SHORT TASK.
Render every line of the material below as a Markdown table with the columns Row and Line, numbering the rows and skipping blank lines.

━━━ RECORDS FOR THE EXERCISE

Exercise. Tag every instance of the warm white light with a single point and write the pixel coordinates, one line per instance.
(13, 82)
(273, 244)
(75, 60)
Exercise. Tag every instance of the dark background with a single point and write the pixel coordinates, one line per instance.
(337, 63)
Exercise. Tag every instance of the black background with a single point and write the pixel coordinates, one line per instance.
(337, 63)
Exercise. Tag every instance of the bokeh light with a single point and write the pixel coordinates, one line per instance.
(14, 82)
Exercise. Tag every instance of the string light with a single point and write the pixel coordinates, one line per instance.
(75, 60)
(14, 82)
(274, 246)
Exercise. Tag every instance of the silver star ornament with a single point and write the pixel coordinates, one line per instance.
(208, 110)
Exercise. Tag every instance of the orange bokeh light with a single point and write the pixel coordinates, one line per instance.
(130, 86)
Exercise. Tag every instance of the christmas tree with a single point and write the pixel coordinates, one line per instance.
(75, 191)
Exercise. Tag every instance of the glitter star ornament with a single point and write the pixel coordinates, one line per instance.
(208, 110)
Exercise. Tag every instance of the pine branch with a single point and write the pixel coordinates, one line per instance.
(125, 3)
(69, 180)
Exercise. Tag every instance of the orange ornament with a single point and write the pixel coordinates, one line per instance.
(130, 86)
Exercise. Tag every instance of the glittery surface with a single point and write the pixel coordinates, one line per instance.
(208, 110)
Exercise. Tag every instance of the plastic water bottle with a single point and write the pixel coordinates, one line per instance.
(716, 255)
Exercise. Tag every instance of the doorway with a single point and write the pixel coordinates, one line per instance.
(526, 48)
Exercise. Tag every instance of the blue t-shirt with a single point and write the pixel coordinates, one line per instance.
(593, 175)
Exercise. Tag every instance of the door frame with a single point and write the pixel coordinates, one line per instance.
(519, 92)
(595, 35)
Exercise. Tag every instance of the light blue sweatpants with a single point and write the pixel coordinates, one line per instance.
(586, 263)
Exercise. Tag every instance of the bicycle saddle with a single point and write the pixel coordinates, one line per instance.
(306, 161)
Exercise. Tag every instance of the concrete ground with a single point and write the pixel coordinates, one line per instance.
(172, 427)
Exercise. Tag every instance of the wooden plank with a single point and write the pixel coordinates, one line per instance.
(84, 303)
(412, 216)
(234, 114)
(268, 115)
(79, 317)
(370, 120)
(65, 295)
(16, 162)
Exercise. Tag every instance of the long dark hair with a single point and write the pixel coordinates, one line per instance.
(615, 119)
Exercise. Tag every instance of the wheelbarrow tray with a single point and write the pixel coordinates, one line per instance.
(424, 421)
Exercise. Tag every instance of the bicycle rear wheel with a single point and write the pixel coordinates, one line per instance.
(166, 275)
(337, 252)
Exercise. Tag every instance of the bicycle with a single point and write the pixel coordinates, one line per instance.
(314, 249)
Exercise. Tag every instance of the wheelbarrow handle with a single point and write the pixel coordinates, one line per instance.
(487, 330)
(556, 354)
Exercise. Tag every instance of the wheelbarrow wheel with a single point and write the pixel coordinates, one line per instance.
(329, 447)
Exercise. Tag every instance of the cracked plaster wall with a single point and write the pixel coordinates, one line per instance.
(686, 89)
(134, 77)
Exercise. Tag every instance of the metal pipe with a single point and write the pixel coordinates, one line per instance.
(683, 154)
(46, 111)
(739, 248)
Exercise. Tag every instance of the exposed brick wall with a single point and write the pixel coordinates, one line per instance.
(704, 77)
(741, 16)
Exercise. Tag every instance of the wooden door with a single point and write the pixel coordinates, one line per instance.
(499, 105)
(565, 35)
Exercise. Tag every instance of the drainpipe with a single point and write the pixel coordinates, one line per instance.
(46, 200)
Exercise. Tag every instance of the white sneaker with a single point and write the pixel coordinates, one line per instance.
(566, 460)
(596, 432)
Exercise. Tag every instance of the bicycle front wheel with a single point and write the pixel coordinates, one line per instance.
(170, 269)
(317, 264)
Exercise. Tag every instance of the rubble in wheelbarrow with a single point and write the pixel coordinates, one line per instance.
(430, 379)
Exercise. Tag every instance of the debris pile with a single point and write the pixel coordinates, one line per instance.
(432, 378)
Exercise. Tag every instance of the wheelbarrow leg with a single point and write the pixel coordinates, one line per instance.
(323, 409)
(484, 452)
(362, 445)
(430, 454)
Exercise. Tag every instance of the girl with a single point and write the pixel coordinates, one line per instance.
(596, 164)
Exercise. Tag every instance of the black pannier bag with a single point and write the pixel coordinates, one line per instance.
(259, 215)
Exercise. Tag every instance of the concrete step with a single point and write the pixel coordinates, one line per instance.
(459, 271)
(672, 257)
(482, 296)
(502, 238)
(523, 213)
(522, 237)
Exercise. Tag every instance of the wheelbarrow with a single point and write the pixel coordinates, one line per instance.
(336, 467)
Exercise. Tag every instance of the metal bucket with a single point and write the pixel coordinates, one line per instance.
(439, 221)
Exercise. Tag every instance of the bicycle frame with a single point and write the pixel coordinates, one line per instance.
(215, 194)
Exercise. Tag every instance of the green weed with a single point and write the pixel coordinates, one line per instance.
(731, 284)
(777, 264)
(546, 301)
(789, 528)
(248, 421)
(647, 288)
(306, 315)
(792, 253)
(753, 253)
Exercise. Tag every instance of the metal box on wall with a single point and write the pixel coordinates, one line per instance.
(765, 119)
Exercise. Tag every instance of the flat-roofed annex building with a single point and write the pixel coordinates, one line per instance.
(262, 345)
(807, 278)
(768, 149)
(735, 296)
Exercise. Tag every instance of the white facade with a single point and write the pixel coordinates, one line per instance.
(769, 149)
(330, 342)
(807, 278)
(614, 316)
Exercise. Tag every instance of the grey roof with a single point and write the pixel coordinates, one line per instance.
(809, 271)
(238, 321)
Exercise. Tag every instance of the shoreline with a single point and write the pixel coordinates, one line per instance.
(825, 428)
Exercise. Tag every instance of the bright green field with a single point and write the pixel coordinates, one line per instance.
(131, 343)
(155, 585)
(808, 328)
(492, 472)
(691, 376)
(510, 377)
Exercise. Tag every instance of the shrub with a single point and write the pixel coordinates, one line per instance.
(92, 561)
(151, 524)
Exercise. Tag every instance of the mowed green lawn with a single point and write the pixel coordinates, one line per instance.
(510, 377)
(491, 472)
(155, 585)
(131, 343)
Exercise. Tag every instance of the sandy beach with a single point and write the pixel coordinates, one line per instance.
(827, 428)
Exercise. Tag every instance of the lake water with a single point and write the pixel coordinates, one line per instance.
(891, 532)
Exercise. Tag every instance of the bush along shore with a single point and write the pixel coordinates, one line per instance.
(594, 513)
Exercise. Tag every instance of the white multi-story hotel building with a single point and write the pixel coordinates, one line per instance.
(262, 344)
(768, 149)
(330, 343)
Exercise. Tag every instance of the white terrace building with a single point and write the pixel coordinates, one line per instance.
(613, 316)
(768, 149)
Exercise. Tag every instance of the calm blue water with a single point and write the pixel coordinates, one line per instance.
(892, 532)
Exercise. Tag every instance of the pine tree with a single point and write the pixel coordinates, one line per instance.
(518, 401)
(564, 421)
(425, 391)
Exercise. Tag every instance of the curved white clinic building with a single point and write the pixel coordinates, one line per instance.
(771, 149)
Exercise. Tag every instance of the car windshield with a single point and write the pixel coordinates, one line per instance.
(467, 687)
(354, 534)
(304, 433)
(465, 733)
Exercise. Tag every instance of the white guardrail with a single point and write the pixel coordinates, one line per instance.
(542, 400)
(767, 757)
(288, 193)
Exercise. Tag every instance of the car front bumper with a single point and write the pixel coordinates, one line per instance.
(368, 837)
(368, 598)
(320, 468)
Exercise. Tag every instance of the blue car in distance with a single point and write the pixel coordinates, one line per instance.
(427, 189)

━━━━━━

PROBLEM SOLUTION.
| Row | Line |
|---|---|
| 1 | Exercise. Tag every instance of the warm white light with a single point and write the pixel coordinates, one line per instance. |
| 2 | (13, 82) |
| 3 | (273, 244) |
| 4 | (75, 60) |
| 5 | Exercise. Tag every instance of the dark background with a single point and write the pixel coordinates, one line per instance. |
| 6 | (337, 63) |
| 7 | Exercise. Tag every instance of the black background with a single point and write the pixel coordinates, one line per instance. |
| 8 | (337, 63) |
| 9 | Exercise. Tag every instance of the bokeh light with a single point and write the pixel coordinates, one line per instance. |
| 10 | (14, 82) |
| 11 | Exercise. Tag every instance of the string light with a single point and write the pixel coordinates, one line per instance. |
| 12 | (75, 60) |
| 13 | (14, 82) |
| 14 | (274, 246) |
| 15 | Exercise. Tag every instance of the silver star ornament with a single point and write the pixel coordinates, one line per instance. |
| 16 | (208, 110) |
| 17 | Exercise. Tag every instance of the orange bokeh light with a single point and write the pixel coordinates, one line per instance. |
| 18 | (130, 86) |
| 19 | Exercise. Tag every instance of the christmas tree with a single point and write the pixel coordinates, one line per instance. |
| 20 | (75, 191) |
| 21 | Exercise. Tag every instance of the glitter star ornament with a single point and write the pixel coordinates, one line per instance. |
| 22 | (208, 110) |
| 23 | Exercise. Tag every instance of the pine branch with a single point and write the pixel coordinates, one line per instance. |
| 24 | (125, 3) |
| 25 | (69, 180) |
| 26 | Exercise. Tag every instance of the orange ornament with a single point and write the pixel coordinates, one line per instance. |
| 27 | (130, 86) |
| 28 | Exercise. Tag every instance of the glittery surface with a single point and write the pixel coordinates, one line per instance. |
| 29 | (208, 110) |
| 30 | Exercise. Tag every instance of the plastic water bottle with a single point and write the pixel coordinates, one line per instance. |
| 31 | (716, 255) |
| 32 | Exercise. Tag every instance of the doorway with a single point and write the pixel coordinates, one line per instance. |
| 33 | (526, 48) |
| 34 | Exercise. Tag every instance of the blue t-shirt with a single point and write the pixel coordinates, one line per instance. |
| 35 | (593, 175) |
| 36 | Exercise. Tag every instance of the door frame with a single point and write the pixel coordinates, one line per instance. |
| 37 | (519, 92) |
| 38 | (595, 35) |
| 39 | Exercise. Tag every instance of the light blue sweatpants with a single point and write the pixel coordinates, one line per instance. |
| 40 | (586, 263) |
| 41 | Exercise. Tag every instance of the bicycle saddle with a single point and write the pixel coordinates, one line per instance. |
| 42 | (306, 161) |
| 43 | Exercise. Tag every instance of the concrete ground with a single point and write the pixel coordinates, one line per instance. |
| 44 | (172, 427) |
| 45 | Exercise. Tag every instance of the wooden plank with a single point and write the pixel coordinates, one line per instance. |
| 46 | (84, 303) |
| 47 | (412, 216) |
| 48 | (234, 114) |
| 49 | (268, 115) |
| 50 | (79, 317) |
| 51 | (370, 120) |
| 52 | (65, 295) |
| 53 | (16, 162) |
| 54 | Exercise. Tag every instance of the long dark hair with a single point and write the pixel coordinates, one line per instance. |
| 55 | (615, 119) |
| 56 | Exercise. Tag every instance of the wheelbarrow tray with a single point and write the pixel coordinates, one line per instance. |
| 57 | (424, 421) |
| 58 | Exercise. Tag every instance of the bicycle rear wheel with a single point and write the pixel coordinates, one line per instance. |
| 59 | (166, 275) |
| 60 | (337, 252) |
| 61 | Exercise. Tag every instance of the bicycle with a single point and write the pixel coordinates, one line per instance. |
| 62 | (314, 249) |
| 63 | Exercise. Tag every instance of the wheelbarrow handle with a single point and write the pixel coordinates, one line per instance. |
| 64 | (487, 330) |
| 65 | (556, 354) |
| 66 | Exercise. Tag every instance of the wheelbarrow wheel with a single point and write the pixel coordinates, one line per instance. |
| 67 | (329, 447) |
| 68 | Exercise. Tag every instance of the cracked plaster wall with a single point and write the pixel coordinates, one line per instance. |
| 69 | (686, 89) |
| 70 | (134, 77) |
| 71 | Exercise. Tag every instance of the metal pipe with a single point and write the pixel coordinates, one line per instance. |
| 72 | (683, 154) |
| 73 | (46, 111) |
| 74 | (739, 248) |
| 75 | Exercise. Tag every instance of the exposed brick wall with a single point and write the pixel coordinates, one line per instance. |
| 76 | (704, 77) |
| 77 | (741, 16) |
| 78 | Exercise. Tag every instance of the wooden door with a single point and write the pixel coordinates, one line per instance. |
| 79 | (499, 105) |
| 80 | (565, 35) |
| 81 | Exercise. Tag every instance of the drainpipe with a single point and write the pixel coordinates, one line per instance. |
| 82 | (46, 200) |
| 83 | Exercise. Tag every instance of the white sneaker with a single point and write the pixel coordinates, one line per instance. |
| 84 | (566, 460) |
| 85 | (596, 432) |
| 86 | Exercise. Tag every instance of the bicycle front wheel with a single point and write the pixel coordinates, one line per instance. |
| 87 | (170, 269) |
| 88 | (317, 264) |
| 89 | Exercise. Tag every instance of the rubble in wheelbarrow with a single point and write the pixel coordinates, one line per instance. |
| 90 | (430, 379) |
| 91 | Exercise. Tag every instance of the debris pile with a single point and write the pixel coordinates, one line per instance. |
| 92 | (432, 378) |
| 93 | Exercise. Tag every instance of the wheelbarrow leg with a single point and write the pixel coordinates, one line per instance. |
| 94 | (323, 409) |
| 95 | (484, 452) |
| 96 | (362, 445) |
| 97 | (430, 454) |
| 98 | Exercise. Tag every instance of the girl with a single point and write the pixel coordinates, one line per instance. |
| 99 | (596, 164) |
| 100 | Exercise. Tag every instance of the black pannier bag with a single point and write the pixel coordinates, one line per instance. |
| 101 | (259, 215) |
| 102 | Exercise. Tag every instance of the concrete step with a single point and write the pixel coordinates, one line per instance. |
| 103 | (459, 271) |
| 104 | (672, 257) |
| 105 | (482, 296) |
| 106 | (502, 238) |
| 107 | (523, 213) |
| 108 | (522, 237) |
| 109 | Exercise. Tag every instance of the wheelbarrow with a single point and write the pixel coordinates, one line per instance. |
| 110 | (336, 467) |
| 111 | Exercise. Tag every instance of the metal bucket with a single point and write the pixel coordinates, one line per instance. |
| 112 | (439, 221) |
| 113 | Exercise. Tag every instance of the bicycle frame with a single point and write the pixel coordinates, one line per instance. |
| 114 | (215, 194) |
| 115 | Exercise. Tag every instance of the green weed with a single point and write the pixel coordinates, one line per instance. |
| 116 | (731, 284) |
| 117 | (777, 264) |
| 118 | (546, 301) |
| 119 | (789, 528) |
| 120 | (248, 421) |
| 121 | (647, 288) |
| 122 | (306, 315) |
| 123 | (792, 253) |
| 124 | (753, 253) |
| 125 | Exercise. Tag every instance of the metal box on wall with a single point and write the pixel coordinates, one line per instance. |
| 126 | (765, 119) |
| 127 | Exercise. Tag every instance of the flat-roofed annex building with a single point and write the pixel coordinates, one line per instance. |
| 128 | (262, 345) |
| 129 | (807, 278) |
| 130 | (768, 149) |
| 131 | (735, 296) |
| 132 | Exercise. Tag every instance of the white facade with a single point and write the pixel coordinates, one line per instance. |
| 133 | (769, 149) |
| 134 | (330, 342) |
| 135 | (807, 278) |
| 136 | (614, 316) |
| 137 | Exercise. Tag every instance of the grey roof with a single point and write the pixel coordinates, one line per instance. |
| 138 | (809, 271) |
| 139 | (238, 321) |
| 140 | Exercise. Tag every instance of the shoreline with a single point and write the pixel coordinates, one line per instance. |
| 141 | (825, 428) |
| 142 | Exercise. Tag every instance of the bright green field with a single point and write the pixel coordinates, one line per instance. |
| 143 | (131, 343) |
| 144 | (155, 585) |
| 145 | (808, 328) |
| 146 | (492, 472) |
| 147 | (691, 376) |
| 148 | (510, 377) |
| 149 | Exercise. Tag every instance of the shrub with a single point and write the pixel coordinates, one line per instance. |
| 150 | (92, 561) |
| 151 | (151, 524) |
| 152 | Exercise. Tag every instance of the mowed green lawn with a single point and write the pixel coordinates, one line per instance. |
| 153 | (510, 377) |
| 154 | (491, 472) |
| 155 | (155, 585) |
| 156 | (131, 343) |
| 157 | Exercise. Tag every instance of the sandy beach with a single point and write the pixel coordinates, one line per instance. |
| 158 | (827, 428) |
| 159 | Exercise. Tag every instance of the lake water with a single point and write the pixel coordinates, one line per instance. |
| 160 | (891, 532) |
| 161 | Exercise. Tag every instance of the bush along shore with a single point and write the pixel coordinates, one line per instance. |
| 162 | (594, 513) |
| 163 | Exercise. Tag every instance of the white multi-story hotel building with a single point and write the pixel coordinates, one line per instance. |
| 164 | (262, 344) |
| 165 | (768, 149) |
| 166 | (330, 343) |
| 167 | Exercise. Tag every instance of the white terrace building with a single point and write the pixel coordinates, one line per instance. |
| 168 | (613, 316) |
| 169 | (768, 149) |
| 170 | Exercise. Tag every instance of the calm blue water with a single point and write the pixel coordinates, one line per instance. |
| 171 | (892, 532) |
| 172 | Exercise. Tag every instance of the pine tree with a single point and write the pixel coordinates, one line per instance. |
| 173 | (518, 401) |
| 174 | (564, 421) |
| 175 | (425, 391) |
| 176 | Exercise. Tag every instance of the curved white clinic building with a single point and write the pixel coordinates, one line per instance. |
| 177 | (771, 149) |
| 178 | Exercise. Tag every instance of the car windshield with a single point and write the pixel coordinates, one line per instance. |
| 179 | (467, 687) |
| 180 | (354, 534) |
| 181 | (304, 433) |
| 182 | (465, 733) |
| 183 | Exercise. Tag every instance of the white guardrail with a single point and write the pixel coordinates, one line per instance. |
| 184 | (542, 400) |
| 185 | (767, 757) |
| 186 | (288, 193) |
| 187 | Exercise. Tag every instance of the car front bumper with a single point and write the pixel coordinates, one line per instance. |
| 188 | (368, 837) |
| 189 | (368, 598) |
| 190 | (320, 468) |
| 191 | Exercise. Tag every instance of the blue car in distance with a single point and write the pixel coordinates, one line per instance. |
| 192 | (427, 189) |